* PAGE *
══════════
Thomas Clarkson was born on 28th March 1760 at Wisbech in Cambridgeshire, son of the Reverend John Clarkson (d.1766) and Anne (Ward). He was educated at his father's school and then went to school in London and later to St John's College, Cambridge. His brother John (1764-1828) joined the Royal Navy and was later Governor of Sierra Leone. An anti-slavery movement had been started by the Quakers and a formal committee, which included Thomas, was set up in 1787 to bring about the abolition of the slave trade. He laboured tirelessly in this cause, working closely with William Wilberforce, but the act abolishing the trade was not passed until 1807. Not until 1833 was slavery abolished throughout the British Empire.
Thomas married Catherine Buck (d.1856) but their only child Thomas died before his father. He died in 1846 and was buried at St Mary's church, Playford, near Ipswich, in Suffolk.
══════════
[Dataset excerpt]

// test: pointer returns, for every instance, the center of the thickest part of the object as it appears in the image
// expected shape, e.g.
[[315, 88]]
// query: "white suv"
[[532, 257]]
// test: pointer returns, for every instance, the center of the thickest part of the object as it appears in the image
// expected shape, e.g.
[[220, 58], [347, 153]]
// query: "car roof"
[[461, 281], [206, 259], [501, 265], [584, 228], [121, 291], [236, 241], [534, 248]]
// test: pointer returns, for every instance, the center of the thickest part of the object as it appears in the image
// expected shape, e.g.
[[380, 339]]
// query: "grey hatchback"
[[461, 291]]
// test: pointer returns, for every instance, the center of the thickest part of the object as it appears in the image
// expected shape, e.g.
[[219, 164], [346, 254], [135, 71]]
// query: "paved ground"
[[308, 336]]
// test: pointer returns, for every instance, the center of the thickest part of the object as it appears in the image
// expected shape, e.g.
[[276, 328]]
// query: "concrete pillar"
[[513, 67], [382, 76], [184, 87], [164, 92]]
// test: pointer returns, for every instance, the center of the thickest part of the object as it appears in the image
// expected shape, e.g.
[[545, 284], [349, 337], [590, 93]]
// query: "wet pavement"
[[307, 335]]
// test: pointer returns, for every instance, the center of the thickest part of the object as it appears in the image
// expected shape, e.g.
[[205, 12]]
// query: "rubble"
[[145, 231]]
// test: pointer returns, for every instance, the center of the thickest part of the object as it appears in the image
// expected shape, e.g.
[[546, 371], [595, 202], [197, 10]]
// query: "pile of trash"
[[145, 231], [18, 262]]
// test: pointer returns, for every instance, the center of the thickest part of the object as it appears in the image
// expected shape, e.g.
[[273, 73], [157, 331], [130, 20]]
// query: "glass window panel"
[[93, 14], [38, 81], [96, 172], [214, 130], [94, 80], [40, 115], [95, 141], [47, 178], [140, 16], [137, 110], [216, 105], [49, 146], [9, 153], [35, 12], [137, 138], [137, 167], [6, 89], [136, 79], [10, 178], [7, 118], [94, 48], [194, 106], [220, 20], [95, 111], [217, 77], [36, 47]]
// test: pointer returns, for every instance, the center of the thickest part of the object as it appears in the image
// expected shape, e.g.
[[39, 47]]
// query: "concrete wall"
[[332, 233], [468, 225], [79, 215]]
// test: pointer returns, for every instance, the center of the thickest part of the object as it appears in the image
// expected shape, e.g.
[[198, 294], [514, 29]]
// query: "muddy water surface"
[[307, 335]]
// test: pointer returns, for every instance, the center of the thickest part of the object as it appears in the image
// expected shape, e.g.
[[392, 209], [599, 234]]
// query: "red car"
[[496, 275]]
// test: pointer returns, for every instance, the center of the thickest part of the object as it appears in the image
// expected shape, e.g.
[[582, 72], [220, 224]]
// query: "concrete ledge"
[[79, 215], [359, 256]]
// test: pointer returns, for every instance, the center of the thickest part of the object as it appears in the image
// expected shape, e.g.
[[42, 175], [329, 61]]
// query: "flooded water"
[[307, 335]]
══════════
* DIRECTION *
Copy the passage on Thomas Clarkson starting at "Thomas Clarkson was" and ending at "the British Empire.", substituting "ceaselessly" for "tirelessly".

* ANSWER TO THIS PROBLEM *
Thomas Clarkson was born on 28th March 1760 at Wisbech in Cambridgeshire, son of the Reverend John Clarkson (d.1766) and Anne (Ward). He was educated at his father's school and then went to school in London and later to St John's College, Cambridge. His brother John (1764-1828) joined the Royal Navy and was later Governor of Sierra Leone. An anti-slavery movement had been started by the Quakers and a formal committee, which included Thomas, was set up in 1787 to bring about the abolition of the slave trade. He laboured ceaselessly in this cause, working closely with William Wilberforce, but the act abolishing the trade was not passed until 1807. Not until 1833 was slavery abolished throughout the British Empire.